Commands to include in output. Input may be a vector of quoted or unquoted names. tidyselect and gtsummary select helper functions are also accepted. Default is everything().

col_labels

(scalar logical)
Logical argument adding column labels to output tibble. Default is TRUE.

return_calls

Logical. Default is FALSE. If TRUE, the calls are returned as a list of expressions.

fmt_missing

(scalar logical)
Logical argument adding the missing value formats.

...

Arguments passed on to gt::gt(...)

Value

a tibble

Author(s)

Daniel D. Sjoberg

Examples

tbl <-
  trial |>
  tbl_summary(by = trt, include = c(age, grade, response))

as_tibble(tbl)

# without column labels
as_tibble(tbl, col_labels = FALSE)

Assign Default Digits

Description

Used to assign the default formatting for variables summarized with tbl_summary().

Usage

assign_summary_digits(data, statistic, type, digits = NULL)

Arguments

data

(data.frame)
a data frame

statistic

(⁠named list⁠)
a named list; notably, not a formula-list-selector

type

(⁠named list⁠)
a named list; notably, not a formula-list-selector

digits

(⁠named list⁠)
a named list; notably, not a formula-list-selector. Default is NULL

Value

a named list

Examples

assign_summary_digits(
  mtcars,
  statistic = list(mpg = "{mean}"),
  type = list(mpg = "continuous")
)

Assign Default Summary Type

Description

Function inspects data and assigns a summary type when not specified in the type argument.

Usage

assign_summary_type(data, variables, value, type = NULL, cat_threshold = 10L)

Arguments

data

(data.frame)
a data frame

variables

(character)
character vector of column names in data

value

(⁠named list⁠)
named list of values to show for dichotomous variables, where the names are the variables

type

(⁠named list⁠)
named list of summary types, where names are the variables

cat_threshold

(integer)
for base R numeric classes with fewer levels than this threshold will default to a categorical summary. Default is 10L

Value

named list

Examples

assign_summary_type(
  data = trial,
  variables = c("age", "grade", "response"),
  value = NULL
)

Assign Test

Description

This function is used to assign default tests for add_p() and add_difference().

Usage

assign_tests(x, ...)

## S3 method for class 'tbl_summary'
assign_tests(
  x,
  include,
  by = x$inputs$by,
  test = NULL,
  group = NULL,
  adj.vars = NULL,
  summary_type = x$inputs$type,
  calling_fun = c("add_p", "add_difference"),
  ...
)

## S3 method for class 'tbl_svysummary'
assign_tests(
  x,
  include,
  by = x$inputs$by,
  test = NULL,
  group = NULL,
  adj.vars = NULL,
  summary_type = x$inputs$type,
  calling_fun = c("add_p", "add_difference"),
  ...
)

§ TASKS
1) Please copy the gtsummary documentation word for word, from "as_tibble(tbl)" up to and including "digits = NULL)".
2) Carry the gtsummary documentation forward, starting right after its final line.

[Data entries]

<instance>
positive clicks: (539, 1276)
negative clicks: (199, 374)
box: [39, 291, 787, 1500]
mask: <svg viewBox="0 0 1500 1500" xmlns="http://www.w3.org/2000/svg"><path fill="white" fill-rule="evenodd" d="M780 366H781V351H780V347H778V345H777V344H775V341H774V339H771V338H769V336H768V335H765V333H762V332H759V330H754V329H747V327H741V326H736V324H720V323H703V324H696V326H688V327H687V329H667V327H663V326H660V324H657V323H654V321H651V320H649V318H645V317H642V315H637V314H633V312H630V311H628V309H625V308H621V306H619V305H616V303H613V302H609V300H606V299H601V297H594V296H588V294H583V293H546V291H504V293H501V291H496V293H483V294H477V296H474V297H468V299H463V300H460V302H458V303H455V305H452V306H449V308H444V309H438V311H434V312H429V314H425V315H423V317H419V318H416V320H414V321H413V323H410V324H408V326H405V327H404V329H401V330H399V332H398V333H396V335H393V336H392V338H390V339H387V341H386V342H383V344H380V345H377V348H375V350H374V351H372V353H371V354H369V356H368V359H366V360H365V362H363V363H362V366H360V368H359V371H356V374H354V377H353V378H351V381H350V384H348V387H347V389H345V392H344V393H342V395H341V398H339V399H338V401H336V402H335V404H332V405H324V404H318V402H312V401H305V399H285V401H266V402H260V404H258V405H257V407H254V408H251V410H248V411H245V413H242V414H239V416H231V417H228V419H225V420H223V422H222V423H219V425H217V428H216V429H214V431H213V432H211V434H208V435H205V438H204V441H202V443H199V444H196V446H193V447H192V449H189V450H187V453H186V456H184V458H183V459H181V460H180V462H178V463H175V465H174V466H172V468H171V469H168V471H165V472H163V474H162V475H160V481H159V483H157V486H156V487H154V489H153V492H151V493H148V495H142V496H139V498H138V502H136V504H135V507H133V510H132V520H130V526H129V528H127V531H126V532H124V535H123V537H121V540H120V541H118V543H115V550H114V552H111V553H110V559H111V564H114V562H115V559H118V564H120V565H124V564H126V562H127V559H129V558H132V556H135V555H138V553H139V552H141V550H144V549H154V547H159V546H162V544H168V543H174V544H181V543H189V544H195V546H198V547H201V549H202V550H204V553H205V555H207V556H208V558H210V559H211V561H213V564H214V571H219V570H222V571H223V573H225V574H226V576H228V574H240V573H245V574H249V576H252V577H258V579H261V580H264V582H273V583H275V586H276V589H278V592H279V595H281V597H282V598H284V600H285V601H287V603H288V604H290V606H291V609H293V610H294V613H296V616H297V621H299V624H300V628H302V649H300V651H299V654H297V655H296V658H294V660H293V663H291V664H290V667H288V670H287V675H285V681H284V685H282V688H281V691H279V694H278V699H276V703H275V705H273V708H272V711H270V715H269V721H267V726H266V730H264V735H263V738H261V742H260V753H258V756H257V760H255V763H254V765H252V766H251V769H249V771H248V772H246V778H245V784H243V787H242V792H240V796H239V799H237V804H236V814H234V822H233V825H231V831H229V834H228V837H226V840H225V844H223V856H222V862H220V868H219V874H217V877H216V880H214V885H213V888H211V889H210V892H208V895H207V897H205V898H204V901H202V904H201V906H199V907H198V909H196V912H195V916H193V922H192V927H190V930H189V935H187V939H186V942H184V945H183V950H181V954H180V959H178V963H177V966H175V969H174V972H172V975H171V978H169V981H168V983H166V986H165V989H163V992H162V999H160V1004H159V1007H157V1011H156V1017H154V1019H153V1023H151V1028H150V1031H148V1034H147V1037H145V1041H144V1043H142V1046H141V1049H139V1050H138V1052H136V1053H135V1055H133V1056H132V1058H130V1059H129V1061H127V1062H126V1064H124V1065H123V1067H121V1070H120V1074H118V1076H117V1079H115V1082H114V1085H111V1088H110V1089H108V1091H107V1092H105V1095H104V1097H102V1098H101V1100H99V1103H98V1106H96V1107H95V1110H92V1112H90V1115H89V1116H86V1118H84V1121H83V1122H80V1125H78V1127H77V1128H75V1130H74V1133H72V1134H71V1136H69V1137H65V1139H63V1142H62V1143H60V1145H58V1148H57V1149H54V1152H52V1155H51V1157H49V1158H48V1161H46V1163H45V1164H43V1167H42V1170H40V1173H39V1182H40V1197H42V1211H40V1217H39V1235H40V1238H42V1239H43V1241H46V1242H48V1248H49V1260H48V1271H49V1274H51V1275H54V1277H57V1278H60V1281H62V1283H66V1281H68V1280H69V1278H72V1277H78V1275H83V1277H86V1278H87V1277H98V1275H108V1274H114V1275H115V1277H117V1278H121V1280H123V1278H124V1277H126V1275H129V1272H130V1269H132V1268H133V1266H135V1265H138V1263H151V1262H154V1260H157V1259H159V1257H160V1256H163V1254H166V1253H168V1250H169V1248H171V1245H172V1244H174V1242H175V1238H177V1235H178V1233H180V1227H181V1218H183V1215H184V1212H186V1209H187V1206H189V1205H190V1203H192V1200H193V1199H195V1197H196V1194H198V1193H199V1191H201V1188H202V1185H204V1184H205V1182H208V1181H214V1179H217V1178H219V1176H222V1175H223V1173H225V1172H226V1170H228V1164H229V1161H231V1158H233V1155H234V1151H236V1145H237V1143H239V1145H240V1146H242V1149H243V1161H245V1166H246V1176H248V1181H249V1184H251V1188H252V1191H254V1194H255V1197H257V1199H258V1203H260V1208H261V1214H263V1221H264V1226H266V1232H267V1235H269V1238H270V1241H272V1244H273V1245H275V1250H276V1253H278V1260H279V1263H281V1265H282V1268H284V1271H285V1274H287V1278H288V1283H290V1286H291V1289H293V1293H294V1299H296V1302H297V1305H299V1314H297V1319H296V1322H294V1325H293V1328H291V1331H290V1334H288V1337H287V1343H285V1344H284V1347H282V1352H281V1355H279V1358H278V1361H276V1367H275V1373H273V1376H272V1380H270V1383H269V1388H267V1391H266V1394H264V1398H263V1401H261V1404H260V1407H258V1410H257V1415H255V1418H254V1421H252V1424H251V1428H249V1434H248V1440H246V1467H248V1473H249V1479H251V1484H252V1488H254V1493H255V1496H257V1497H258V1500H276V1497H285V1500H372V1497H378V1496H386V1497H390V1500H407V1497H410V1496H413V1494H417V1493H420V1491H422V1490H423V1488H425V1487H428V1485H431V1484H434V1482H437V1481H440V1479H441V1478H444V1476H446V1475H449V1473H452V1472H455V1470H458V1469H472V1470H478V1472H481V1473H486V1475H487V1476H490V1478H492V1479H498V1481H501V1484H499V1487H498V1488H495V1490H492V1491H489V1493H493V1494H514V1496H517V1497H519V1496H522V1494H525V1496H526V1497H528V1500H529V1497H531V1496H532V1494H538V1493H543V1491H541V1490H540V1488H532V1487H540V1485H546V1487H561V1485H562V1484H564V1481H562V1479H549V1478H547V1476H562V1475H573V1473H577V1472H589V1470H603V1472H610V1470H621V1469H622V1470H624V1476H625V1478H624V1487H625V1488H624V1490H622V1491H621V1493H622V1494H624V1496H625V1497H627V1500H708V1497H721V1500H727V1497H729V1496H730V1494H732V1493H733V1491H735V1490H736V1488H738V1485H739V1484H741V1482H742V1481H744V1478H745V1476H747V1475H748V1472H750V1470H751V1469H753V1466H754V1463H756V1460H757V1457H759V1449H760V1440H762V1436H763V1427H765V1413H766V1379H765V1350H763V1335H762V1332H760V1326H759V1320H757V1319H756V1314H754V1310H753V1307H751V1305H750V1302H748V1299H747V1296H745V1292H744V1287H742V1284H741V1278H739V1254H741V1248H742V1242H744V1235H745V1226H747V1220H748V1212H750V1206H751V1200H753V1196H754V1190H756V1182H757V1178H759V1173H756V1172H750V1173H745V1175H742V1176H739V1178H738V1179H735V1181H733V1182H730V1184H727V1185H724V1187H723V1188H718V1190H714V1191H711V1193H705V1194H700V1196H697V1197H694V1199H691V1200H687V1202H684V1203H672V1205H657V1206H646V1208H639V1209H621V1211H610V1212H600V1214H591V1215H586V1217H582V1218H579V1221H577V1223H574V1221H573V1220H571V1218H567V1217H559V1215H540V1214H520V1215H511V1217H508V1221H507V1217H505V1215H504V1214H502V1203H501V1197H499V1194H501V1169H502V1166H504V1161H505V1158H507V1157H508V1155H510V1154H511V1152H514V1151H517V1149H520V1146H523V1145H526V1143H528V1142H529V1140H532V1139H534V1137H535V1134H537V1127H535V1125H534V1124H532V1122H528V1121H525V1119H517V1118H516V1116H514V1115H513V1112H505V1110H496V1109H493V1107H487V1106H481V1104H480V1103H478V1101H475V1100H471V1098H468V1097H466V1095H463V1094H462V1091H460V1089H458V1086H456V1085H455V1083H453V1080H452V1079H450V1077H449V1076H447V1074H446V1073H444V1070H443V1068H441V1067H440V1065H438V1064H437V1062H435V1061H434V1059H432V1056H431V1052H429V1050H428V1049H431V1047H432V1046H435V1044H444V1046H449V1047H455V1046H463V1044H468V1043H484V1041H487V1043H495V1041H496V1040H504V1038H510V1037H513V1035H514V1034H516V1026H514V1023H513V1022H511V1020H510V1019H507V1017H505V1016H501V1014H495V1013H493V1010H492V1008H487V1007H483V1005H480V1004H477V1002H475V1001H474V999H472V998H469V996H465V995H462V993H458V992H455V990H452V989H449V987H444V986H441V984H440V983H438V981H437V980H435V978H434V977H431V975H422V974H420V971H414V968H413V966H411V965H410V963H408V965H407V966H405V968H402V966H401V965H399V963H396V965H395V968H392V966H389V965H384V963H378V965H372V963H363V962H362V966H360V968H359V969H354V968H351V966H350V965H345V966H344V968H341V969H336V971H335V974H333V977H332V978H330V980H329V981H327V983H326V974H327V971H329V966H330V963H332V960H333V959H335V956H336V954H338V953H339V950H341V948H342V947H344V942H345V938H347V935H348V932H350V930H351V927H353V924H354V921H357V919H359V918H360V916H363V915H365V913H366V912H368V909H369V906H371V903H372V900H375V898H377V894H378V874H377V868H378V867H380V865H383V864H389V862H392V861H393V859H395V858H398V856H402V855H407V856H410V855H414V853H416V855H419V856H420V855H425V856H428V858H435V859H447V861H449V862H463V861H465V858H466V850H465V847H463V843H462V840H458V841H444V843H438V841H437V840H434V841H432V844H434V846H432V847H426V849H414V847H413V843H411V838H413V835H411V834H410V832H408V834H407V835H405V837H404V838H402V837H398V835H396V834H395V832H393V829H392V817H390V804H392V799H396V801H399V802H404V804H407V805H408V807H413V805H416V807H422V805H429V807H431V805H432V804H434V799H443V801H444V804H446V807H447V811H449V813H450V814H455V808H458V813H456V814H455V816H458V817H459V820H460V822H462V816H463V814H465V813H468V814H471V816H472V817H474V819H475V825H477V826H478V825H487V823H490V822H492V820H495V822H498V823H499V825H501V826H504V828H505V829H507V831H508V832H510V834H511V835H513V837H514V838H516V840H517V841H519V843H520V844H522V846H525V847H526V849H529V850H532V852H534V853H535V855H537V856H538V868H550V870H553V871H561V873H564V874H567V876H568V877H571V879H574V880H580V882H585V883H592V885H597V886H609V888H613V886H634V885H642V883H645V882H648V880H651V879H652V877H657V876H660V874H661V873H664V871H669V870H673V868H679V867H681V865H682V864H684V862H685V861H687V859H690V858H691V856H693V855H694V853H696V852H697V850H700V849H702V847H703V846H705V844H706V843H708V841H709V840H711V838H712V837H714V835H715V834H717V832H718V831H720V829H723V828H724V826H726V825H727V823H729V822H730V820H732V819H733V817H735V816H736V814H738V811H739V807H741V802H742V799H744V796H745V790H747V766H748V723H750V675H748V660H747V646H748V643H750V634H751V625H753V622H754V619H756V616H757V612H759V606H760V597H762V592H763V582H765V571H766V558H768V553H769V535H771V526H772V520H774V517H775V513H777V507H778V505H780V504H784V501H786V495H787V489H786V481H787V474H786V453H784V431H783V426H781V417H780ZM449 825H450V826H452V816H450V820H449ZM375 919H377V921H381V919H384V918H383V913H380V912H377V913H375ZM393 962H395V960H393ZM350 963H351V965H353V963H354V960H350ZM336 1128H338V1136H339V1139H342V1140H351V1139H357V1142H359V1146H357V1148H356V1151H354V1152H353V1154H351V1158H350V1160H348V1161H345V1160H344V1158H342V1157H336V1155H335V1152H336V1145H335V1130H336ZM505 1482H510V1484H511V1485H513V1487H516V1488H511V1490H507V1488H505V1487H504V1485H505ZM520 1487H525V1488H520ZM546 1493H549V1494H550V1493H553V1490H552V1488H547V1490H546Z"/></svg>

§ WRITTEN ANSWERS
1)
as_tibble(tbl)

# without column labels
as_tibble(tbl, col_labels = FALSE)

Assign Default Digits

Description

Used to assign the default formatting for variables summarized with tbl_summary().

Usage

assign_summary_digits(data, statistic, type, digits = NULL)

2)
## S3 method for class 'tbl_continuous'
assign_tests(x, include, by, cont_variable, test = NULL, group = NULL, ...)

## S3 method for class 'tbl_survfit'
assign_tests(x, include, test = NULL, ...)

Arguments

x

(gtsummary)
a table of class 'gtsummary'

...

Passed to rlang::abort(), rlang::warn() or rlang::inform().

include

(character)
Character vector of column names to assign a default tests.

by

(string)
a single stratifying column name

test

(named list)
a named list of tests.

group

(string)
a variable name indicating the grouping column for correlated data. Default is NULL.

adj.vars

(character)
Variables to include in adjusted calculations (e.g. in ANCOVA models).

summary_type

(named list)
named list of summary types

calling_fun

(string)
Must be one of 'add_p' and 'add_difference'. Depending on the context, different defaults are set.

cont_variable

(string)
a column name of the continuous summary variable in tbl_continuous()

Value

A table of class 'gtsummary'

Examples

trial |>
  tbl_summary(
    by = trt,
    include = c(age, stage)
  ) |>
  assign_tests(include = c("age", "stage"), calling_fun = "add_p")

Bold or Italicize

Description

Bold or italicize labels or levels in gtsummary tables

Usage

bold_labels(x)

italicize_labels(x)

bold_levels(x)

italicize_levels(x)

## S3 method for class 'gtsummary'
bold_labels(x)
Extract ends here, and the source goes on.